READING TEXT
Bill Text: MI SB0625 | 2013-2014 | 97th Legislature | Introduced


Bill Title: Businesses; nonprofit corporations; definition of corporation in Michigan limited liability company act; include nonprofit corporations. Amends sec. 102 of 1993 PA 23 (MCL 450.4102). TIE BAR WITH: SB 0623'13

Spectrum: Slight Partisan Bill (Republican 2-1)

Status: (Introduced - Dead) 2013-10-16 - Referred To Committee On Economic Development [SB0625 Detail]

Download: Michigan-2013-SB0625-Introduced.html

 

 

 

 

 

 

 

 

 

 

 

 

 

 

 

 

SENATE BILL No. 625

 

 

Introduced by Senators BIEDA, JONES and KOWALL.

 

 

     A bill to amend 1993 PA 23, entitled

 

"Michigan limited liability company act,"

 

by amending section 102 (MCL 450.4102), as amended by 2012 PA 568.

 

THE PEOPLE OF THE STATE OF MICHIGAN ENACT:

 

     Sec. 102. (1) Unless the context requires otherwise, the

 

definitions in this section control the interpretation of this act.

 

     (2) As used in this act:

 

     (a) "Administrator" means the director of the department or

 

his or her designated representative.

 

     (b) "Articles of organization" means the original documents

 

filed to organize a limited liability company, as amended or

 

restated by certificates of correction, amendment, or merger, by

 

restated articles, or by other instruments filed or issued under

 


any statute.

 

     (c) "Constituent" means a party to a plan of merger, including

 

the survivor.

 

     (d) "Contribution" means anything of value that a person

 

contributes to the limited liability company as a prerequisite for,

 

or in connection with, membership, including cash, property,

 

services performed, or a promissory note or other binding

 

obligation to contribute cash or property, or to perform services.

 

     (e) "Corporation" or "domestic corporation" means any of the

 

following:

 

     (i) A corporation formed under the business corporation act,

 

1972 PA 284, MCL 450.1101 to 450.2098.

 

     (ii) A corporation existing on January 1, 1973 and formed under

 

another statute of this state for a purpose for which a corporation

 

may be formed under the business corporation act, 1972 PA 284, MCL

 

450.1101 to 450.2098.

 

     (iii) A corporation formed under former 1962 PA 192.

 

     (iv) A corporation formed under or subject to, wholly or in

 

part, the nonprofit corporation act, 1984 PA 162, MCL 450.2101 to

 

450.3192.

 

     (f) "Department" means the department of licensing and

 

regulatory affairs.

 

     (g) "Distribution" means a direct or indirect transfer of

 

money or other property or the incurrence of indebtedness by a

 

limited liability company to or for the benefit of its members or

 

assignees of its members in respect of the members' membership

 

interests.

GIVEN RECORDS
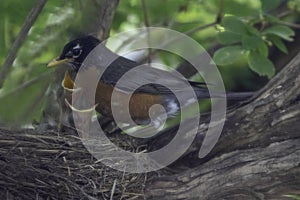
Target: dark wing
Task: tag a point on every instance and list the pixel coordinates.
(146, 79)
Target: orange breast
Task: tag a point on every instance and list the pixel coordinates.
(139, 103)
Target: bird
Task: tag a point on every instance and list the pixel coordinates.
(145, 96)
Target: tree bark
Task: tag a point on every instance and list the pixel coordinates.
(257, 156)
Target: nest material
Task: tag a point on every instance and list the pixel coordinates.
(52, 165)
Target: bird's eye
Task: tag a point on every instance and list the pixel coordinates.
(76, 52)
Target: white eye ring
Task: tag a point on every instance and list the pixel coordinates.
(76, 51)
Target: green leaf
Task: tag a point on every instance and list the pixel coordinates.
(267, 5)
(277, 41)
(234, 24)
(252, 42)
(228, 55)
(264, 50)
(281, 31)
(227, 37)
(260, 64)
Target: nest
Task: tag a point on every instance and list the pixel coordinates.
(52, 165)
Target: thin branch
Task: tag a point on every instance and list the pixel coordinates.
(146, 22)
(29, 21)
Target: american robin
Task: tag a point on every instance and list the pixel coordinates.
(76, 51)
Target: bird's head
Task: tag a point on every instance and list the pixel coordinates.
(76, 51)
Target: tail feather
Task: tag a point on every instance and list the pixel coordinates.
(238, 96)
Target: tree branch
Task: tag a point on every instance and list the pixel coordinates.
(29, 21)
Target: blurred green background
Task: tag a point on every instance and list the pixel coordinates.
(25, 89)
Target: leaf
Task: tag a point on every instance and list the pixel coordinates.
(264, 50)
(267, 5)
(227, 37)
(228, 55)
(281, 31)
(234, 24)
(252, 42)
(277, 41)
(260, 64)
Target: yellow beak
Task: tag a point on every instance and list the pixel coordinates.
(56, 62)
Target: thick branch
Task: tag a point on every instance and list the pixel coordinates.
(257, 155)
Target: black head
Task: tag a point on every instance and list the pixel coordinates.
(76, 51)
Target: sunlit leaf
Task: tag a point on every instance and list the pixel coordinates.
(281, 31)
(228, 55)
(260, 64)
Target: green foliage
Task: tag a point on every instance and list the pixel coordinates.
(260, 64)
(247, 31)
(228, 55)
(254, 36)
(295, 197)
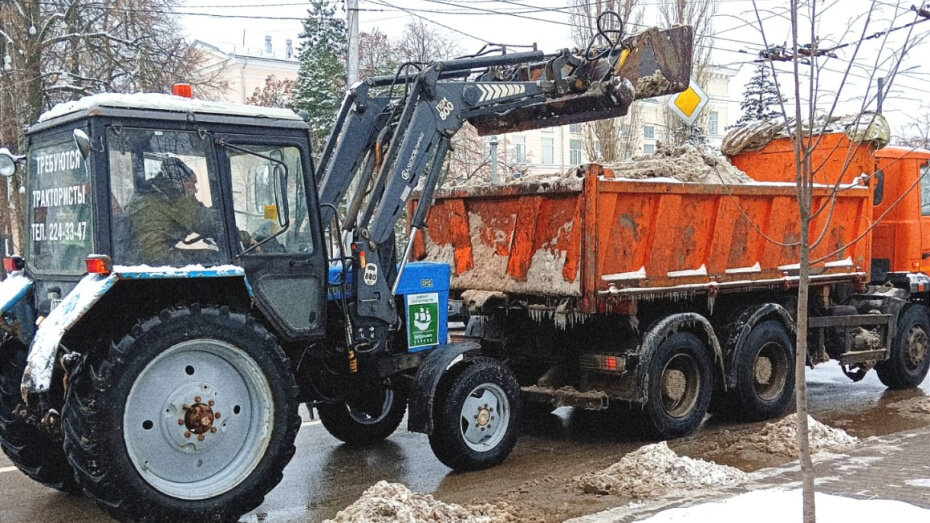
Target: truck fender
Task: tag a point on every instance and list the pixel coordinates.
(743, 325)
(431, 371)
(662, 329)
(43, 352)
(17, 316)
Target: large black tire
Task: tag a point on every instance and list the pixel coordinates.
(476, 415)
(680, 378)
(367, 419)
(31, 449)
(907, 365)
(191, 416)
(764, 373)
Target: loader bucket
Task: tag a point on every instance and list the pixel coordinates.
(655, 62)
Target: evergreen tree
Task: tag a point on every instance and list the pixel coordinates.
(321, 79)
(760, 99)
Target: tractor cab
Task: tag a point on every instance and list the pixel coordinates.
(165, 185)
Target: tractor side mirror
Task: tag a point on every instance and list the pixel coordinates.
(879, 193)
(280, 176)
(83, 142)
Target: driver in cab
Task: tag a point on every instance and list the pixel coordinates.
(167, 212)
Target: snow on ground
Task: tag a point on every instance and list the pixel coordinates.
(784, 506)
(780, 437)
(655, 470)
(394, 503)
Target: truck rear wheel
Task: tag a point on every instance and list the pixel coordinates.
(477, 409)
(369, 418)
(764, 372)
(679, 386)
(907, 365)
(31, 449)
(190, 416)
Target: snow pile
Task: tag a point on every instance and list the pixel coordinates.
(684, 163)
(655, 470)
(776, 506)
(781, 437)
(394, 503)
(912, 407)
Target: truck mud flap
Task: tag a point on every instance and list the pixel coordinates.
(426, 381)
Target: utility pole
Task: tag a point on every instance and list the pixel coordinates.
(352, 19)
(493, 142)
(881, 93)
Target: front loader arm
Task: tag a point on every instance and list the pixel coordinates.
(392, 143)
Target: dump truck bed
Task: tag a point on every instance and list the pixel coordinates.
(604, 240)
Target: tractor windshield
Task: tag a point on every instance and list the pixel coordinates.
(59, 206)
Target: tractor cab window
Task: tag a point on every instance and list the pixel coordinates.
(268, 200)
(163, 198)
(60, 228)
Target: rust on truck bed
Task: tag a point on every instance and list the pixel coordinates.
(604, 240)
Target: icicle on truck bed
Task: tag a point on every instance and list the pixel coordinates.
(597, 237)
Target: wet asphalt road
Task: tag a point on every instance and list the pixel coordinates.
(325, 476)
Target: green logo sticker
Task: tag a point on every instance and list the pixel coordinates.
(422, 320)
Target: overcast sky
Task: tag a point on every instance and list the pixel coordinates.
(546, 22)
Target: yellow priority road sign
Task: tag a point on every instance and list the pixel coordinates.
(688, 103)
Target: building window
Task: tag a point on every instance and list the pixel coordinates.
(547, 153)
(519, 149)
(574, 152)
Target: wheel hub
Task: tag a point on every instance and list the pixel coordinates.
(762, 370)
(916, 347)
(483, 417)
(198, 419)
(674, 384)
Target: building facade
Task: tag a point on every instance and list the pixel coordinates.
(244, 69)
(557, 149)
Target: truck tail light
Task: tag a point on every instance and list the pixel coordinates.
(13, 263)
(99, 264)
(183, 90)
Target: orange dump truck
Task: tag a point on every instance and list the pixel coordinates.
(598, 290)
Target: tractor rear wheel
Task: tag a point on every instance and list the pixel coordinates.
(192, 415)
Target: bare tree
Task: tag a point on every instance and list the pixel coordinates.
(59, 50)
(602, 138)
(811, 109)
(422, 43)
(277, 92)
(699, 15)
(376, 54)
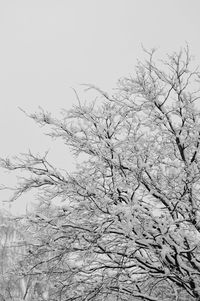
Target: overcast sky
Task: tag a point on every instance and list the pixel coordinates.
(49, 46)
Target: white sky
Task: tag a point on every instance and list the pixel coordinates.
(49, 46)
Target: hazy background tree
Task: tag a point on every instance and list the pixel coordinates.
(128, 224)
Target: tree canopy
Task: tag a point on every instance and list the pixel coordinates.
(128, 225)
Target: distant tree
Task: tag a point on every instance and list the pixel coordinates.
(129, 227)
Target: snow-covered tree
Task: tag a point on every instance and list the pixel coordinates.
(129, 224)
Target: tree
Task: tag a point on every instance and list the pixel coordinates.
(129, 226)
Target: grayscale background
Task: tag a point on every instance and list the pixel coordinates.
(49, 46)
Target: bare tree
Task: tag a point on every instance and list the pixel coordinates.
(129, 226)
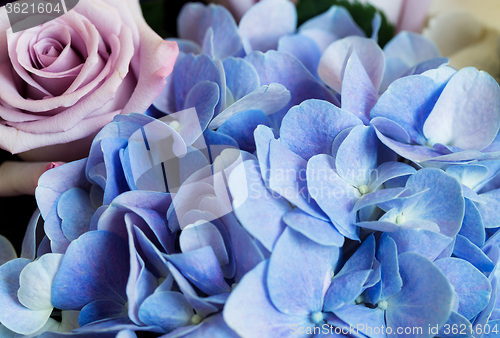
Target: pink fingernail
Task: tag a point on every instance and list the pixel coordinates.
(53, 165)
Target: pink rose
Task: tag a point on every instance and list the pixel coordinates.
(61, 82)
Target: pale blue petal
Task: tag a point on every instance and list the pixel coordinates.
(202, 306)
(317, 230)
(250, 312)
(263, 136)
(93, 268)
(334, 24)
(201, 268)
(426, 296)
(241, 127)
(344, 289)
(442, 204)
(201, 234)
(333, 61)
(472, 226)
(241, 77)
(334, 196)
(204, 97)
(167, 309)
(490, 211)
(288, 179)
(408, 102)
(7, 251)
(303, 48)
(194, 21)
(412, 48)
(358, 94)
(466, 250)
(244, 248)
(302, 268)
(99, 310)
(356, 158)
(76, 211)
(311, 128)
(472, 287)
(14, 315)
(364, 318)
(452, 120)
(387, 255)
(58, 180)
(427, 243)
(191, 70)
(266, 225)
(189, 18)
(282, 68)
(35, 282)
(269, 99)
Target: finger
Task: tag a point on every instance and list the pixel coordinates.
(21, 178)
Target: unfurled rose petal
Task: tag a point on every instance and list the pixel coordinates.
(64, 80)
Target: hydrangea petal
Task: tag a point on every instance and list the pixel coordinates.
(269, 99)
(317, 230)
(282, 68)
(452, 120)
(76, 211)
(7, 251)
(241, 127)
(490, 213)
(356, 157)
(241, 77)
(310, 128)
(344, 289)
(408, 102)
(466, 250)
(202, 269)
(167, 309)
(15, 316)
(190, 71)
(35, 282)
(266, 225)
(202, 306)
(363, 318)
(472, 287)
(96, 256)
(287, 179)
(299, 267)
(200, 234)
(58, 180)
(427, 243)
(334, 24)
(339, 208)
(100, 309)
(425, 298)
(258, 317)
(443, 203)
(333, 62)
(472, 226)
(304, 49)
(358, 94)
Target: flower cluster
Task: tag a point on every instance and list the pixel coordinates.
(286, 182)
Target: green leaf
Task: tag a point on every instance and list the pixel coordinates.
(361, 13)
(153, 12)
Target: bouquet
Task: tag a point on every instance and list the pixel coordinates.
(285, 182)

CHALLENGE
Continue the text of Michigan Senate Bill 625, on the definitions in the limited liability company act, from the point at which it ends.

ANSWER TO THIS PROBLEM
 


     (h) "Electronic transmission" or "electronically transmitted"

 

means any form of communication that meets all of the following:

 

     (i) It does not directly involve the physical transmission of

 

paper.

 

     (ii) It creates a record that may be retained and retrieved by

 

the recipient.

 

     (iii) It may be directly reproduced in paper form by the

 

recipient through an automated process.

 

     (i) "Foreign limited liability company" means a limited

 

liability company formed under laws other than the laws of this

 

state.

 

     (j) "Foreign limited partnership" means a limited partnership

 

formed under laws other than the laws of this state.

 

     (k) "Limited liability company" or "domestic limited liability

 

company" means an entity that is an unincorporated membership

 

organization formed under this act.

 

     (l) "Limited partnership" or "domestic limited partnership"

 

means a limited partnership formed under the Michigan revised

 

uniform limited partnership act, 1982 PA 213, MCL 449.1101 to

 

449.2108.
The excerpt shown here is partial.